◆ **EXERCISE AIM**:
Copy out the passage about the Costa Rica stay from "Much to my chagrin, I" up to and including "to my esophagus.".

“Don’t chew it! Let the chocolate melt under your tongue and the texture will turn creamy over time,” he said. It was too late.
Much to my chagrin, I had already gobbled the chocolate, a reflex of an insatiable sweet tooth. Even more disappointing, the chocolate was bitter, healthy, not indulgently sweet. Nevertheless, I managed to rescue the morsel just before it passed from my vallecula to my esophagus.
At that time, I was a neurology resident on vacation, or, as medical trainees like to call it, a “sanity break.” Before leaving for Costa Rica, I was working the Stroke Service, notorious for allowing only two nights of protected sleep each week. The pace, day and night, was not unlike the famous chocolate factory scene in I Love Lucy, where Lucy frantically tries to keep up with an ever-accelerating conveyor belt of candy. Except here, the chocolates were patients, and the consequences of falling behind were potentially devastating. If you made it through the week without having an emotional meltdown, it was a success.
Just 24 hours after my last shift, I was at an Airbnb “spiritual jungle oasis” as described by Shlomo, its builder and my host. Tall, lean, and a committed vegan, Shlomo appeared “much younger than stated age,” as we say in medicine. I had so confidently pegged him as a fellow 30-something that when I learned that he was turning 57, I let out an audible gasp.
Shlomo had followed his girlfriend from Israel to Los Angeles and “fell into” the bustling film industry there. When the relationship ended, he absconded to the jungles of Costa Rica. With the industriousness learned while in a kibbutz and in the Israeli army, he built up his new Costa Rican property from scratch. All the materials were taken from the surrounding jungle. The structures he built reflected a simple utilitarian beauty as well as a sense of both danger and calm. Seeing the scorpion in my shower was mitigated by soothing jungle sounds that lulled me to sleep each night.
“Ginko Leaf” by Hannah Singer, MS4
I was struck by Shlomo’s ability to straddle the line between hippy socialist and enterprising capitalist. In addition to running a successful Airbnb, he was a purveyor of his own organic homemade hummus and teas sold at upscale ecotourism hotels and restaurants in a neighboring yogi-surf town. He also played gorgeous, meditative music that emanated through his property and transported guests to an instant dreamlike state.
Shlomo called his music “medicina.” At the sound of the Spanish word for “medicine,” my ears perked up and I felt a familiar skepticism rise from deep within my scientific-minded being. Shlomo explained that this music was meant to accompany the yearly Ayahuasca retreats he hosted (not advertised on Airbnb). Ayahuasca, a psychoactive brew, is traditionally used by the indigenous tribes of the Amazon basin in spiritual medicine ceremonies, and has been gaining popularity amongst American hipsters.
I had never sampled Ayahuasca, and inquired about the vomiting it’s rumored to induce. As someone who hates puking, this side effect was a huge hallucinogenic deal breaker. Vomiting is a “soul cleansing,” pleasurable experience, Shlomo explained. Tribal children partake in the libations, he added, but since children are pure of soul, they do not vomit. While this did not sound scientific, I was intrigued.

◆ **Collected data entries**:
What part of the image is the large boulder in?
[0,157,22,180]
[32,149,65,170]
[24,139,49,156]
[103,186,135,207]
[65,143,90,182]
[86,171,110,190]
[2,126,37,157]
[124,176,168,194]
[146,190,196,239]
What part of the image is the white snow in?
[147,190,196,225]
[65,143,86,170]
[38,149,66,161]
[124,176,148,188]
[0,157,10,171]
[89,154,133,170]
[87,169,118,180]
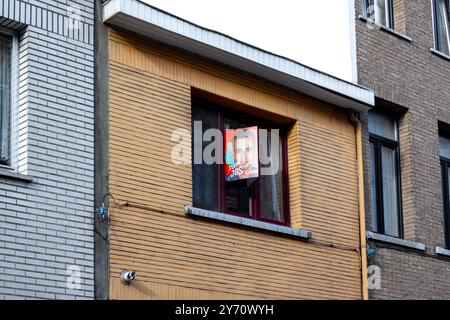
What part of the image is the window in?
[439,136,450,248]
[433,0,450,55]
[369,111,402,237]
[363,0,394,29]
[192,99,289,225]
[0,33,12,165]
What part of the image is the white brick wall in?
[0,0,94,299]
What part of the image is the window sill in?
[358,15,412,42]
[367,231,425,251]
[0,166,33,183]
[430,48,450,61]
[436,247,450,257]
[185,206,312,240]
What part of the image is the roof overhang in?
[103,0,375,111]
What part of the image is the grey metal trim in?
[0,168,34,183]
[436,247,450,257]
[94,1,110,300]
[430,48,450,61]
[185,206,312,240]
[358,15,413,42]
[103,0,375,111]
[366,231,426,251]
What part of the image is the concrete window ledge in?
[430,48,450,61]
[184,206,312,240]
[0,168,33,183]
[358,15,412,42]
[436,247,450,257]
[366,231,426,251]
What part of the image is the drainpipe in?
[349,111,369,300]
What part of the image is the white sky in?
[143,0,352,81]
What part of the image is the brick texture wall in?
[0,0,94,299]
[356,0,450,299]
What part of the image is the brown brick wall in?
[355,0,450,299]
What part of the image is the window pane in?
[370,142,378,232]
[439,137,450,159]
[259,130,284,222]
[0,34,12,165]
[435,0,450,54]
[365,0,392,28]
[192,103,220,211]
[369,111,397,141]
[381,147,399,237]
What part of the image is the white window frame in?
[363,0,394,29]
[0,26,19,171]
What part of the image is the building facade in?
[0,0,94,299]
[354,0,450,299]
[95,0,374,299]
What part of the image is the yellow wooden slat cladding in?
[109,29,361,299]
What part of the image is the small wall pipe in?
[349,111,369,300]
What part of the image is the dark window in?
[369,111,402,237]
[363,0,394,29]
[0,33,12,165]
[192,99,289,225]
[439,136,450,248]
[433,0,450,55]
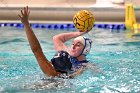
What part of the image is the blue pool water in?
[0,27,140,93]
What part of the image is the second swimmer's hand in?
[18,6,30,24]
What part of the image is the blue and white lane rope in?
[0,23,126,30]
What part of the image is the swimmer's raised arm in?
[18,6,58,76]
[53,31,86,51]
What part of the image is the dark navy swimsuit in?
[70,57,88,73]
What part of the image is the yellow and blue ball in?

◆ **FINISHED TASK**:
Much to my chagrin, I had already gobbled the chocolate, a reflex of an insatiable sweet tooth. Even more disappointing, the chocolate was bitter, healthy, not indulgently sweet. Nevertheless, I managed to rescue the morsel just before it passed from my vallecula to my esophagus.